• REQUIREMENT 1: The MapDB text below describes the current structure of linked records. List each chunk in that structure along with what it holds.
::: READING TEXT
There is quite complicated algorithm, where changes slowly trickle down from top nodes, to leafs
In MapDB I spend several months trying to solve performance issues, related to write and read amplifications. Partial deserialization, binary acceleration, hash produced from serialized data…. This introduced a lot of complexity into storage. When coupled with caching, transactions, snapshots… it is just nightmare.
But now I think problem is somewhere else. Problem is not with data structure design, but due to limited features of most database engines (or Store interface in MapDB).
In MapDB I control full stack; serializers, caching, commits, binary formats, memory representation… I can afford some creativity while inserting data.
Rather than redesigning each data structure separately, I can identify common problems, and redesign my database engine to handle those cases efficiently.
And if I really have to implement data structure such as Fractal Tree, MapDB should have features to make it easy.
New record types
Currently MapDB has two record types:
tiny records (<5 bytes) are packed into index table instead of offset
single small record with size up to 64K
linked record (linked list) with size up to 1GB (theoretically unlimited)
Store exposes those to outside world (to Serializers) as monolithic byte. Small records have zero copy optimizations (serializer reads directly from mmap file). But for huge linked record, I have to allocate and copy huge byte during deserialization.
So for start I decided to redesign how Serializer interacts with the Store and binary data. I want to break down monolithic byte and single step (de)serialization, into dance of callbacks and incremental changes.
Some of those changes are already there. For example MapDB 3 has ‘binary acceleration’, where BTreeMap performs binary search on its nodes, without full deserialization. But this redesign should address common problems, rather than adhoc optimizations.
Also I want to make record types more abstract, with option to add new record types in future. This should eventually handle stuff like compression or hashing, which are now part of serializers.
Huge records (aka linked records)
Current linked records has following structure:
R1 - first chunk of data, link to R2
R2 - second chunk of data, link to R3
R3 - third chunk of data, end of record
Deserialization is slow and requires two passes:
traverse linked record to find its size
traverse linked recod again and copy it into byte
pass byte to deserializer
In new form the links will be stored on first node:
R1 - link to R2, size of R2, link to R3, size of R3...
::::::
::: INPUT DATA
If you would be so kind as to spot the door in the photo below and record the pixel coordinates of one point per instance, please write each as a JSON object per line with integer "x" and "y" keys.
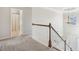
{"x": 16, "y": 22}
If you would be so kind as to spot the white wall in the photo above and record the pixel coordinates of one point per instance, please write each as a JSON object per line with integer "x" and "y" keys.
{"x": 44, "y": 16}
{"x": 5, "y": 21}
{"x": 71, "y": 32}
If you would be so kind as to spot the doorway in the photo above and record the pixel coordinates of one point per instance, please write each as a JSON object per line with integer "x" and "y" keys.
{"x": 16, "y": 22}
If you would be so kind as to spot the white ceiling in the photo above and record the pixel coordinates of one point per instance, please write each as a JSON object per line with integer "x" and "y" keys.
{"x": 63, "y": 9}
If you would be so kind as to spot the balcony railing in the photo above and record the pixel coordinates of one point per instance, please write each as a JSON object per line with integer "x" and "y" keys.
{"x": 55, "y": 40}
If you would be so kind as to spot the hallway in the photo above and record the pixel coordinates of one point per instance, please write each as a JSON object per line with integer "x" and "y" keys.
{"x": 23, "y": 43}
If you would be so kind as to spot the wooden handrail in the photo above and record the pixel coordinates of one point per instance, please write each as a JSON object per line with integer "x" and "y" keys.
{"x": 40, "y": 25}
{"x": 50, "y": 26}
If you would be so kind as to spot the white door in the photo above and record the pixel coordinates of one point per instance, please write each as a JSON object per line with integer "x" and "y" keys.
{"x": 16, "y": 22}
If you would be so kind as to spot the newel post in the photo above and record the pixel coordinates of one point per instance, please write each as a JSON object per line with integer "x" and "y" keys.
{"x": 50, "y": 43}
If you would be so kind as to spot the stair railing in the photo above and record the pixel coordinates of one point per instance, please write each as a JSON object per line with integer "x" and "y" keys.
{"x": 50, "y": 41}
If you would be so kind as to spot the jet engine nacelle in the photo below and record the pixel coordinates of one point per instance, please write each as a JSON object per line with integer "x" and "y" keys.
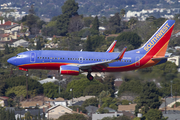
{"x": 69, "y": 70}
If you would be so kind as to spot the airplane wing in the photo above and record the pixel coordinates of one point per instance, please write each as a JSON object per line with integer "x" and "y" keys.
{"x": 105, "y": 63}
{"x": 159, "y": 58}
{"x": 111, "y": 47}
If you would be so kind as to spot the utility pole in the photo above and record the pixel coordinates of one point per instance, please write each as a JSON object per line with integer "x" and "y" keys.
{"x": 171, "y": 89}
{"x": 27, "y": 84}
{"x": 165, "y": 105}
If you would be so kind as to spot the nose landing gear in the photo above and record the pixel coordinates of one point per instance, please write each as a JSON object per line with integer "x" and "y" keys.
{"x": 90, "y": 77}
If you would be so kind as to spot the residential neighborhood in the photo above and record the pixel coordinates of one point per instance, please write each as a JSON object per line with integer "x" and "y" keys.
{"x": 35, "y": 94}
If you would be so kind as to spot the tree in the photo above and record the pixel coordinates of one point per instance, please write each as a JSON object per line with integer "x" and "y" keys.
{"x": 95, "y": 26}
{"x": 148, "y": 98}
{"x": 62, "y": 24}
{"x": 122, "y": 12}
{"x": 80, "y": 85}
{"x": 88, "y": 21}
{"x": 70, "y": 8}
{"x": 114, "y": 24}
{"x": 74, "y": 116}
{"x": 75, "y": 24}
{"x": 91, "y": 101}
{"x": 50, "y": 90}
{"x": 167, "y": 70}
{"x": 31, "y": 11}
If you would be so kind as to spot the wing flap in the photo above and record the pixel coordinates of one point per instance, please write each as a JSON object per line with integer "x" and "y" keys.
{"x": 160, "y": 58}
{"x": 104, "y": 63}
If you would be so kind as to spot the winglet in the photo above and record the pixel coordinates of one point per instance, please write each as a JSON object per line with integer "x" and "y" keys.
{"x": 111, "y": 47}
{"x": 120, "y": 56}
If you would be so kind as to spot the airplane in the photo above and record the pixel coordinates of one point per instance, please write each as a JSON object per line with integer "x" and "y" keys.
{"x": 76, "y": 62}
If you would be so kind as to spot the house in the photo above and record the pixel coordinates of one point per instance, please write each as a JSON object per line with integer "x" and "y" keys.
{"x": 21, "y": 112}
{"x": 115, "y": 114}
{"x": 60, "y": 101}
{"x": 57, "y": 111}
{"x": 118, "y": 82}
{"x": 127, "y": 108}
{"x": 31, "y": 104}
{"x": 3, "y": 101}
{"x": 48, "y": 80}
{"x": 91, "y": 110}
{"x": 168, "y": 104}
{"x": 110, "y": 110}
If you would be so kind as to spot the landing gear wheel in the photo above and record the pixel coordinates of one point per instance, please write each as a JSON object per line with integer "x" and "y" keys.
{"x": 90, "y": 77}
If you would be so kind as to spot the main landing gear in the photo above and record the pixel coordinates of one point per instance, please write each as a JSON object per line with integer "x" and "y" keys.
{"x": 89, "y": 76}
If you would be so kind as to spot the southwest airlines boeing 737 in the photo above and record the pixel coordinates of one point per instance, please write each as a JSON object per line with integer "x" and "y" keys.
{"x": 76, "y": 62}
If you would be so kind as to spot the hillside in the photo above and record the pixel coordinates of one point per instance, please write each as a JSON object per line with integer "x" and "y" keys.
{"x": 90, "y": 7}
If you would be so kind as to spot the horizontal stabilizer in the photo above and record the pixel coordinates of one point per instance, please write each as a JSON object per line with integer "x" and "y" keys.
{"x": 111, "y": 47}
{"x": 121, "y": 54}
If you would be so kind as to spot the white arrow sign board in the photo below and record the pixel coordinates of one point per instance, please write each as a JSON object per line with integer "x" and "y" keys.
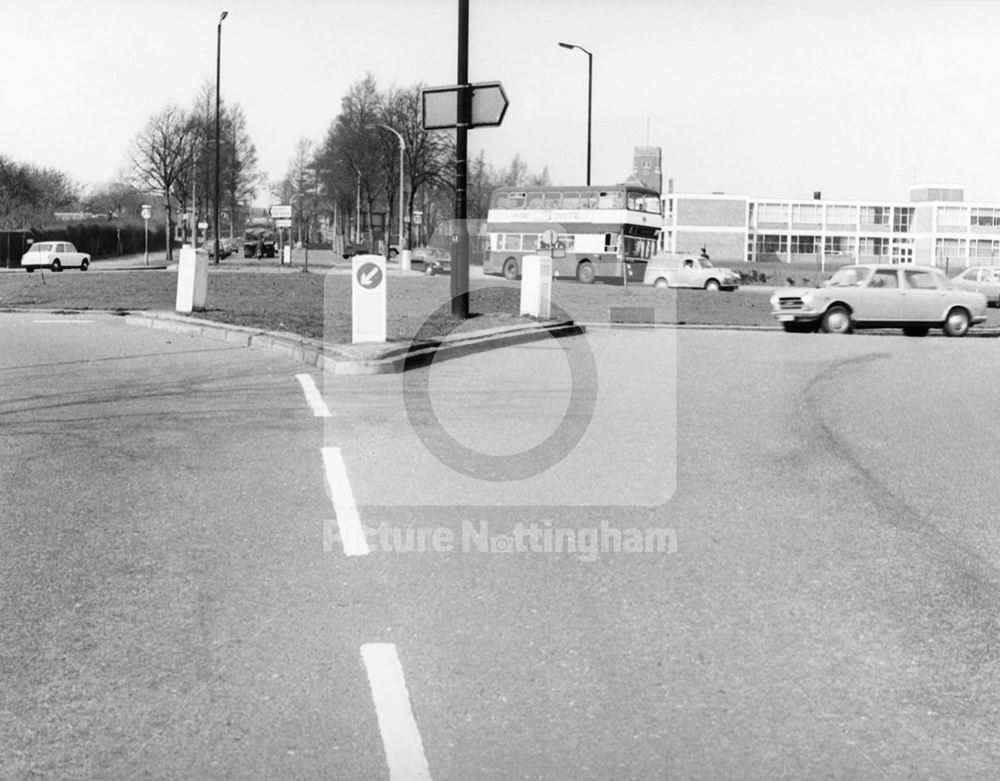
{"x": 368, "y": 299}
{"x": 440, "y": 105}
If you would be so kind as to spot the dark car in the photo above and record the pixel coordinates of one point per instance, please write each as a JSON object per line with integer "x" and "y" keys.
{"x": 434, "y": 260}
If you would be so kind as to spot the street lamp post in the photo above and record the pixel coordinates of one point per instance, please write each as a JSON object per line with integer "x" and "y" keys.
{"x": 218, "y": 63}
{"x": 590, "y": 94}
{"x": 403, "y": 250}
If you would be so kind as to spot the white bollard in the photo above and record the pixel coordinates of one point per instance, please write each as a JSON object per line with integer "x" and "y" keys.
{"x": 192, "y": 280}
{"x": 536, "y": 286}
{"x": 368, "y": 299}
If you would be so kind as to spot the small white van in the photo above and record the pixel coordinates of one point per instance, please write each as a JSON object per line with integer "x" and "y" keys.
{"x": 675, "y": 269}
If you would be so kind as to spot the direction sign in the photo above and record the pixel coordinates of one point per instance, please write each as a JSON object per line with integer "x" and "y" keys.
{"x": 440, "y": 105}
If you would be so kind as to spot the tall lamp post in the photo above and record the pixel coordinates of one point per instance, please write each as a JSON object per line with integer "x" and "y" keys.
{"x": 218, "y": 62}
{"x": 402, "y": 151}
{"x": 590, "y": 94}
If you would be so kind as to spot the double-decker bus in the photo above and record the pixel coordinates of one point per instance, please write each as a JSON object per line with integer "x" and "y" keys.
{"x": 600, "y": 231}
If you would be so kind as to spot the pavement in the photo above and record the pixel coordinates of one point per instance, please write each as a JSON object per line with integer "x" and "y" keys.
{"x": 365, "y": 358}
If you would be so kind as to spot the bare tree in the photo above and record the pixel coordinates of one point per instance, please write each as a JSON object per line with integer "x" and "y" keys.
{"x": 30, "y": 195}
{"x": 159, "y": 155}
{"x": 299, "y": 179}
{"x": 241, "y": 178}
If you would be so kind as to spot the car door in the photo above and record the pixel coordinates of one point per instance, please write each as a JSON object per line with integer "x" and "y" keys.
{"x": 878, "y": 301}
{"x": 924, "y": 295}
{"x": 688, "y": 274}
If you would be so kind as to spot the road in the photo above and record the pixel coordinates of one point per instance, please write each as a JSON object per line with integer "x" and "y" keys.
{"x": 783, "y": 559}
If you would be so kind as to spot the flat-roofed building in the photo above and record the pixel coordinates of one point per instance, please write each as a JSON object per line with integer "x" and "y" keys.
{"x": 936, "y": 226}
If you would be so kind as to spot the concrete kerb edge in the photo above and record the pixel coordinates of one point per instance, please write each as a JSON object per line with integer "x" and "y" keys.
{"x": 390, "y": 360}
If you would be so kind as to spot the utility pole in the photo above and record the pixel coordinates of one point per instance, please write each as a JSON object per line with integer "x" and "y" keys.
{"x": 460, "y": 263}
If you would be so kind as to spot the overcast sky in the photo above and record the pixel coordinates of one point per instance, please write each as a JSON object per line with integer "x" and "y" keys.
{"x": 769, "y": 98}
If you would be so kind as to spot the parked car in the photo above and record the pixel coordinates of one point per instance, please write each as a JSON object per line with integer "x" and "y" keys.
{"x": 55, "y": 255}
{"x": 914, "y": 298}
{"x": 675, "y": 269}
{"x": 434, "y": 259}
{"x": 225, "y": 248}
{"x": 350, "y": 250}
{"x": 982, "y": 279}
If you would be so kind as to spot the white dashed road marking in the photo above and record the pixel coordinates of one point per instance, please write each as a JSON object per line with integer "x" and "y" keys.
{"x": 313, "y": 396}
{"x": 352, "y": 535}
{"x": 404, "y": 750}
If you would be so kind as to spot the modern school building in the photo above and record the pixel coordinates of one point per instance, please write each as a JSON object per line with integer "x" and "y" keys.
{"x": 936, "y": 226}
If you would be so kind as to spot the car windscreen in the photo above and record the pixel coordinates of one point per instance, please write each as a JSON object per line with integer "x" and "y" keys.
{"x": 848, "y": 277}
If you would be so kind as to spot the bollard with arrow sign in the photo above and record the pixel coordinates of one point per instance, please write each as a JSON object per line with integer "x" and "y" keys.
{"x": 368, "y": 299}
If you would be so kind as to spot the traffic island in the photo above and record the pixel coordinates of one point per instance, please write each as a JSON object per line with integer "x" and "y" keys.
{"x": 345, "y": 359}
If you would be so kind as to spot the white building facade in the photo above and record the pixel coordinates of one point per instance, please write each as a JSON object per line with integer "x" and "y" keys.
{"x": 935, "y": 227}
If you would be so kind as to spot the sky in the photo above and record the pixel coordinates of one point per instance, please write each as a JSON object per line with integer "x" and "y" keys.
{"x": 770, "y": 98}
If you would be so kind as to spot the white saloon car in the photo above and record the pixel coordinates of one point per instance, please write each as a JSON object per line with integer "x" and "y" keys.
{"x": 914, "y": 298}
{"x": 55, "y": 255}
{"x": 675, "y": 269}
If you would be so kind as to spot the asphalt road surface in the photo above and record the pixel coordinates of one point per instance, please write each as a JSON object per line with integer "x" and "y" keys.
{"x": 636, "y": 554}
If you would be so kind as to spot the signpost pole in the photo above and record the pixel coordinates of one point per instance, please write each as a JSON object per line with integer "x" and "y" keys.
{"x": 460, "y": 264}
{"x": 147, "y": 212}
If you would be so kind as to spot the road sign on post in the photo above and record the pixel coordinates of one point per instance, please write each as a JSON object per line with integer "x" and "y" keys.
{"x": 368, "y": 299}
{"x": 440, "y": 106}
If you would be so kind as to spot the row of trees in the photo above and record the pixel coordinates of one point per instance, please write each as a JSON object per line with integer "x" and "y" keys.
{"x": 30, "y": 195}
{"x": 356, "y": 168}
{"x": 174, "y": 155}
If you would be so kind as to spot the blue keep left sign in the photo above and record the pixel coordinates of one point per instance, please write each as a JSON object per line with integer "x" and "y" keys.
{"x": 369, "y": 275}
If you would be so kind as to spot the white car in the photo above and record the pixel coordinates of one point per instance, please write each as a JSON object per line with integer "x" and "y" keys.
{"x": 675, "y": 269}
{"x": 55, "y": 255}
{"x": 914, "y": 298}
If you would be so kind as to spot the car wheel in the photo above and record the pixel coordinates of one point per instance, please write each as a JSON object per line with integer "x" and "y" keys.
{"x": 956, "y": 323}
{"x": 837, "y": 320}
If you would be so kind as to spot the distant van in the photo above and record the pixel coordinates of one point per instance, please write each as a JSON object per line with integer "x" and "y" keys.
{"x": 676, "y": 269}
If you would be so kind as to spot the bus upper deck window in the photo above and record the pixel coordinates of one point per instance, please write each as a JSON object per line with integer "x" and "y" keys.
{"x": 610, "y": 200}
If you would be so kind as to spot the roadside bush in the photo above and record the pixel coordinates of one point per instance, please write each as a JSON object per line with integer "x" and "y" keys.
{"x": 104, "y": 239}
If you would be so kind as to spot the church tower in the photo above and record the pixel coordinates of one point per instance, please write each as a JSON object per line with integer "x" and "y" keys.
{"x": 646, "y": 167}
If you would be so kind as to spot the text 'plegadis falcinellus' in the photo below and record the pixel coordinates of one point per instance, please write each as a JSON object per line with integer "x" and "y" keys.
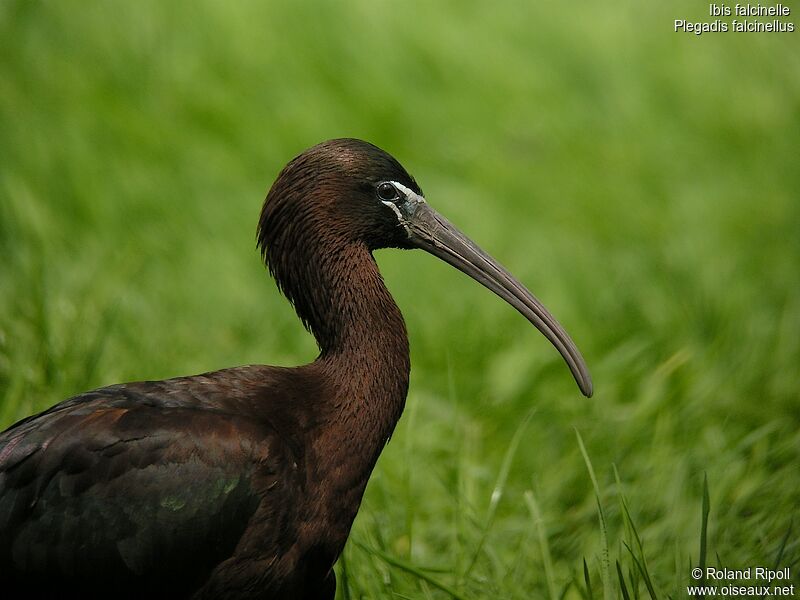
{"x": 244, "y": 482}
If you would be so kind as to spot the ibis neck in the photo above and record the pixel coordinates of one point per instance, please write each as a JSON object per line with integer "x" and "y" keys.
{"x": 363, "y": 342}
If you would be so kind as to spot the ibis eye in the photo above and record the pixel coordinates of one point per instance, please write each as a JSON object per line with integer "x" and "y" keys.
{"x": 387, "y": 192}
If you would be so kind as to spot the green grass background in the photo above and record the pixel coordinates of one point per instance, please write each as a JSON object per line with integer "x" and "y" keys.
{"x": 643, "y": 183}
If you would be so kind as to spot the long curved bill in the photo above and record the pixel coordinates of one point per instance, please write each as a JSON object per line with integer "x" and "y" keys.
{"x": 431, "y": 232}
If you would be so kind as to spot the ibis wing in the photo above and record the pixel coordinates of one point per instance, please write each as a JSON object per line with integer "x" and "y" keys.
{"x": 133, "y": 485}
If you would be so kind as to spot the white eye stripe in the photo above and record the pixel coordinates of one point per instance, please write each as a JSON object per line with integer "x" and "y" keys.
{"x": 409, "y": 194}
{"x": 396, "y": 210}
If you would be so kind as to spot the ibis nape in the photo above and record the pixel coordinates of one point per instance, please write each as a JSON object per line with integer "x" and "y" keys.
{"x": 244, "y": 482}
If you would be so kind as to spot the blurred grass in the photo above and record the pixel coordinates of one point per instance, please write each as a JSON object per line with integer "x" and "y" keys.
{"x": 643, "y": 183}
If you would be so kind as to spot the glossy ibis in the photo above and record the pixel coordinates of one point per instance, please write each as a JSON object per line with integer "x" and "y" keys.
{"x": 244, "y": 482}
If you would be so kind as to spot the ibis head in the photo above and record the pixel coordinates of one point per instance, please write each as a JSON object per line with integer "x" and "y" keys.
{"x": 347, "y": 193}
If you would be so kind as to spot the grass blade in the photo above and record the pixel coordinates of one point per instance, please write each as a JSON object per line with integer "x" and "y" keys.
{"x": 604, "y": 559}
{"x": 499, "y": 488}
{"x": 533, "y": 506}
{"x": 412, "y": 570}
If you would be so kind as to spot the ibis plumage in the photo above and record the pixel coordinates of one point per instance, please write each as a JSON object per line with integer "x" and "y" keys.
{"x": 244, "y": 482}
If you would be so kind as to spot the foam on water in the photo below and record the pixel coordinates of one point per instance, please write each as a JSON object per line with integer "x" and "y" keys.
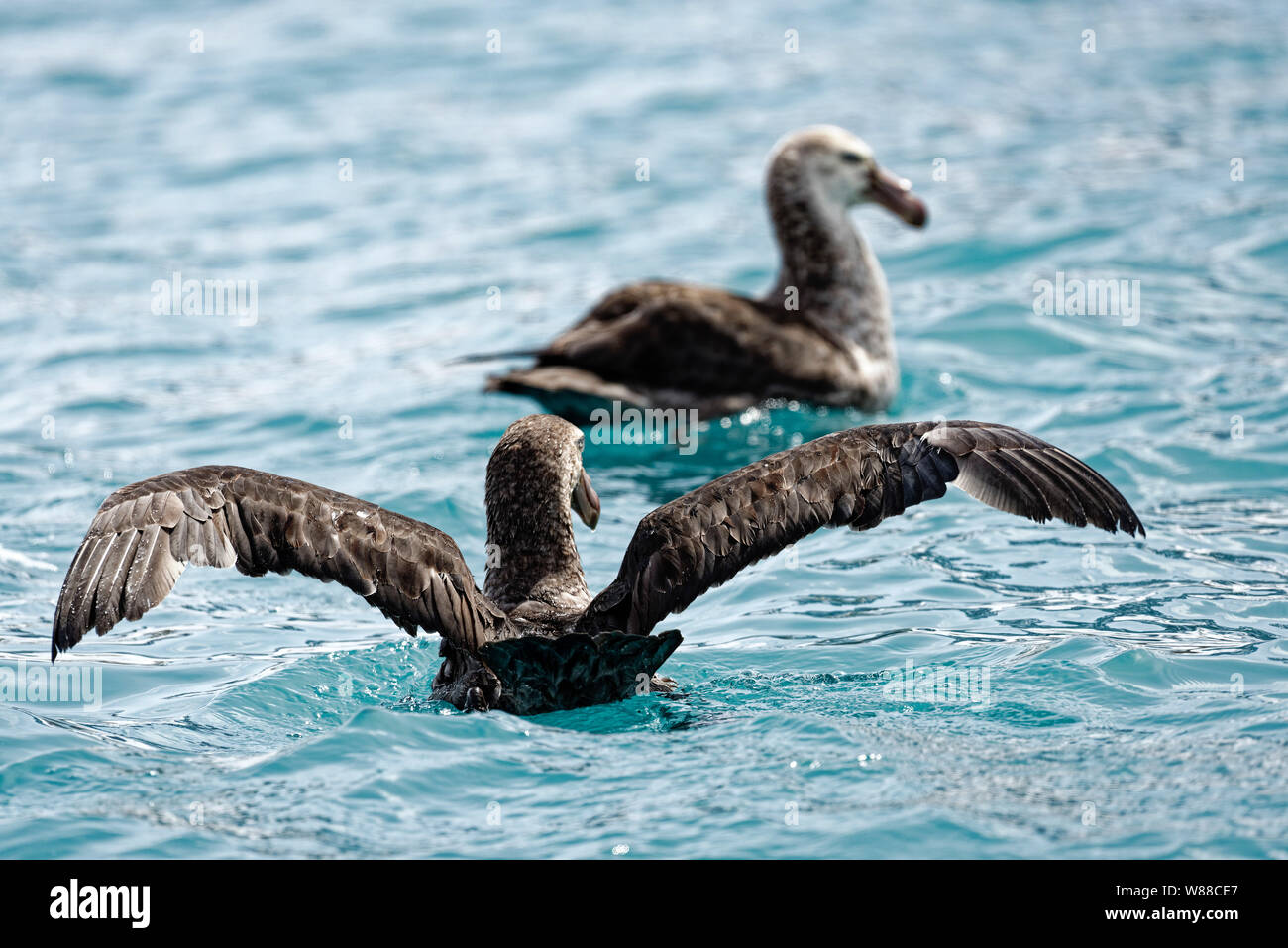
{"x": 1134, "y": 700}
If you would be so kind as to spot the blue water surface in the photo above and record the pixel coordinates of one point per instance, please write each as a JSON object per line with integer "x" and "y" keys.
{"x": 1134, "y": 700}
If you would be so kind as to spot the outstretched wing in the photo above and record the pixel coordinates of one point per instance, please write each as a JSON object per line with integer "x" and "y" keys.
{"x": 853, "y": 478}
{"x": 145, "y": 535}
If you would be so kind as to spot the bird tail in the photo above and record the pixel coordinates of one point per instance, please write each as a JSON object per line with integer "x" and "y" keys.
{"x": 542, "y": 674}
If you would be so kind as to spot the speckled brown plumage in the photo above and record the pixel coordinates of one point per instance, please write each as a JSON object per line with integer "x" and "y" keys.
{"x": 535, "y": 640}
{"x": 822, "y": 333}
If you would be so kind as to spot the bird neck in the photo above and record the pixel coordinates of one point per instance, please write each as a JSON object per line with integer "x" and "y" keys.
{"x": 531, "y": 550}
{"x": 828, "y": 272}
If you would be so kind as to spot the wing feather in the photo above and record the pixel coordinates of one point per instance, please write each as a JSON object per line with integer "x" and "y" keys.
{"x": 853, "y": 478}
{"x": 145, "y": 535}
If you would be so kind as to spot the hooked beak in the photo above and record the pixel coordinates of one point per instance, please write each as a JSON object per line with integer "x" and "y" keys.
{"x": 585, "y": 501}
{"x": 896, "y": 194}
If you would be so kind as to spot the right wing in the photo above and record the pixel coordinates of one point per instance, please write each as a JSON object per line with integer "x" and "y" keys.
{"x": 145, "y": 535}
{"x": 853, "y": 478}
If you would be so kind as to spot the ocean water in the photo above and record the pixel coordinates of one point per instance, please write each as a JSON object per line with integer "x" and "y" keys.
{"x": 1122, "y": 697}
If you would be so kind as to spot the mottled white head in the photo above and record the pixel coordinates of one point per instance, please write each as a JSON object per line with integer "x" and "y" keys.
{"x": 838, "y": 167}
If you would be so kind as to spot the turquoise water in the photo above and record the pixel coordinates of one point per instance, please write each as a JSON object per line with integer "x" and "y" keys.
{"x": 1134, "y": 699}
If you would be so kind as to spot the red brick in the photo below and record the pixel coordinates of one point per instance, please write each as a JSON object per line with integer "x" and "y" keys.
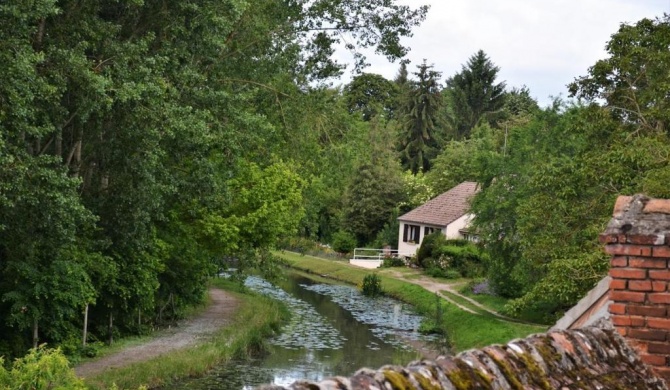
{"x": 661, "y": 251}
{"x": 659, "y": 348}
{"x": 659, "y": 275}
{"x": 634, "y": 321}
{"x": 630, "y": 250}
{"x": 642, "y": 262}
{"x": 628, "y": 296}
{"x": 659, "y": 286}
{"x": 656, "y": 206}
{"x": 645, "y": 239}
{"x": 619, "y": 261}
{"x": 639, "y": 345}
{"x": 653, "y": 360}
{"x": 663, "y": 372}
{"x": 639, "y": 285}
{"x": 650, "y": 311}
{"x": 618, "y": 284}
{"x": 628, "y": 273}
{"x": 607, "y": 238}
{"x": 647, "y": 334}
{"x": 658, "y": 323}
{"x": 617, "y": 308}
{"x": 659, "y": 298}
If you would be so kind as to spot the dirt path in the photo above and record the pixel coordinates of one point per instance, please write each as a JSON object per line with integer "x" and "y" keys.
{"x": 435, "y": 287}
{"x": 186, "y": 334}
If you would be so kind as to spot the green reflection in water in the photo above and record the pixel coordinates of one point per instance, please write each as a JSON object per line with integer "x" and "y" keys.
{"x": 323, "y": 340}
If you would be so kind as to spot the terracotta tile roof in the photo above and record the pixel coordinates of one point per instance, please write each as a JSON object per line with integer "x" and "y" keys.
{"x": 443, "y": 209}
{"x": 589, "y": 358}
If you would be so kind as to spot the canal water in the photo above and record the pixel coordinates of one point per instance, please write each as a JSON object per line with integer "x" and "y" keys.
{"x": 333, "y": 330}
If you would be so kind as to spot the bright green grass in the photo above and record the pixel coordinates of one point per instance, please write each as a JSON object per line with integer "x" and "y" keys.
::::::
• REQUIREMENT 2: Identify every line of the records above that contains the word "railing".

• CORRECT RESULT 1:
R1: the first chunk of data and a link to R2
R2: the second chunk of data and a link to R3
R3: the third chunk of data and the end of the record

• CORRECT RESULT 2:
If you would be so kind as to spot the balcony railing in the photo above and record the pixel coordinates of one point per instance, please write each as a JSON object per line with integer "x" and "y" keys.
If you would be so kind as to spot the stair railing in the photo above and record the pixel coordinates of one point per instance, please write each as a JSON object per line with integer "x" and "y" keys.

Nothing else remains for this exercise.